In the passage on isolation and the Church, why does the author no longer consider the door-to-door home visit the most effective evangelism strategy?

TEXT EXTRACT
========================
We live in one of the most connected ages in history. We can stay connected with friends around the globe and have unlimited potential to make new friends. News travels around the globe in moments, and we’re routinely treated to a front-row view of history as live-streaming technology becomes more commonplace. At no other point in human history have we been so quickly and easily connected with other people.
So why are we so isolated?
Even as we’re connected in a vast multitude of relationships, our deep, meaningful, satisfying relationships are lacking or even absent. While the jury is still out on many aspects, early studies are showing that social media use among adolescents is especially likely to correlate with depression and feelings of isolation. (There’s a case to be made that the depression and isolation drive the social media use, but I suspect the relationship is reciprocal.) Anecdotally, as I work with those in their late teens and young adulthood, I find that many struggle to form significant friendships and to feel connected to their communities. We know how to connect, but we’ve exchanged intimacy for activity, and we’ve discovered without meaning to that those two things are nowhere close to being the same.
So how can the Church help? How can we engage people who are looking for deep, meaningful connections and teach them what it looks like to be fully human? We know it’s not good for man to be alone. How do we teach people not to be?
I can’t claim to have all the answers, but perhaps what I can offer are some places to begin the conversation.
Connections Happen on Neutral Ground
A longtime evangelism tactic in the Church has been the door-to-door home visit. I can’t say it doesn’t work anymore, and I’m thankful for those who come to faith through those encounters, but I don’t think it’s the most effective strategy anymore. Home is no longer the place where we entertain, but it has become our place of refuge and sanctuary. There’s room to rediscover the joy of visiting one another at home, of course, but when we’re dealing with our communities or with those who are unfamiliar with the faith, we would do well to respect the rules they begin with. (As a personal aside here, I have to say that I’m actually uncomfortable when random strangers show up at my door to talk about some of the most important beliefs and deeply held convictions of life . . . and I’m a pastor who thrives on these discussions!)
========================
INFORMATION PROVIDED
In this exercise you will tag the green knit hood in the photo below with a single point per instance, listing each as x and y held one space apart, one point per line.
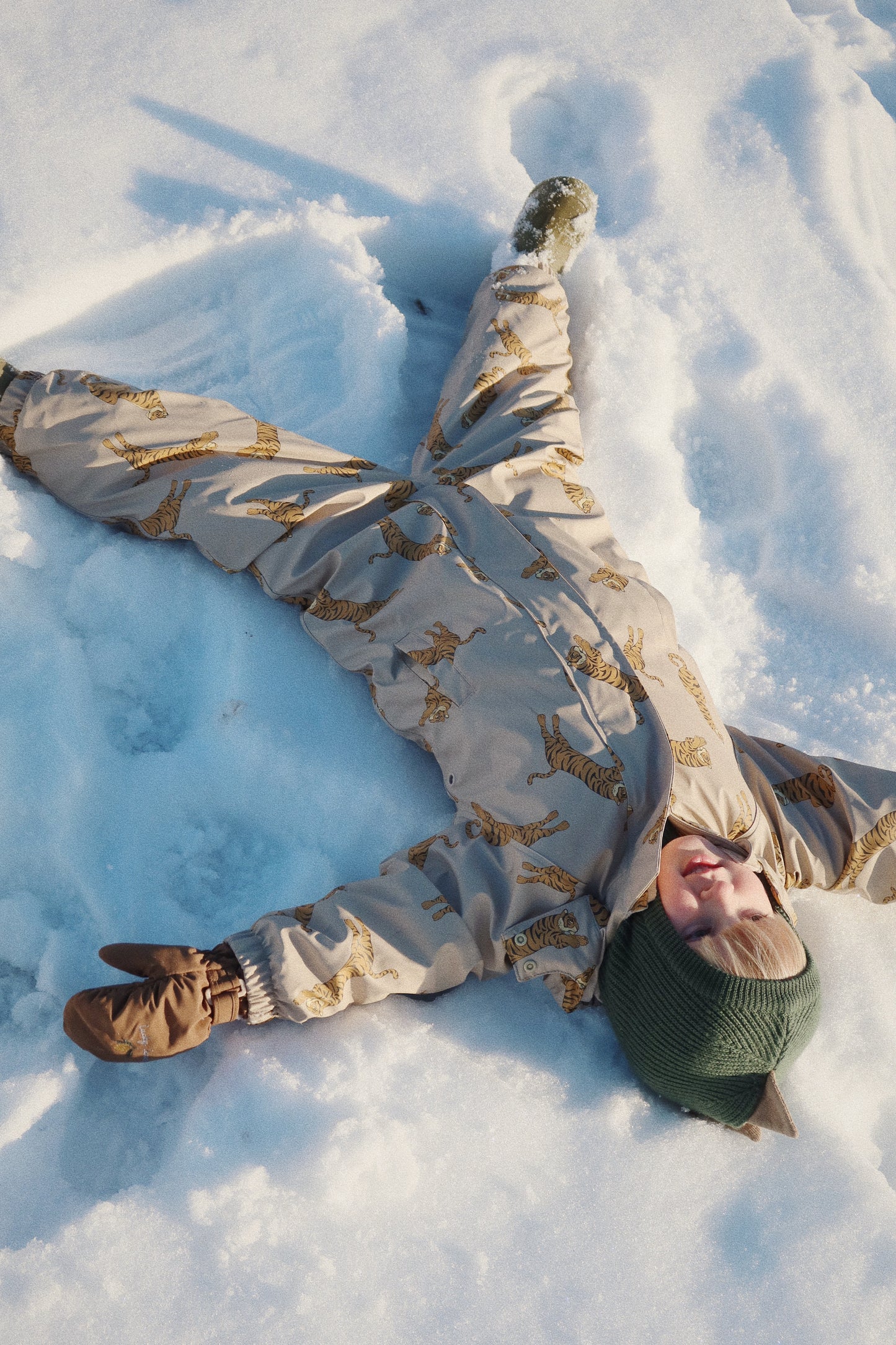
========================
ANSWER
Home is no longer a place where people entertain. It has become their refuge and sanctuary, so visits there cut against the rules people begin with.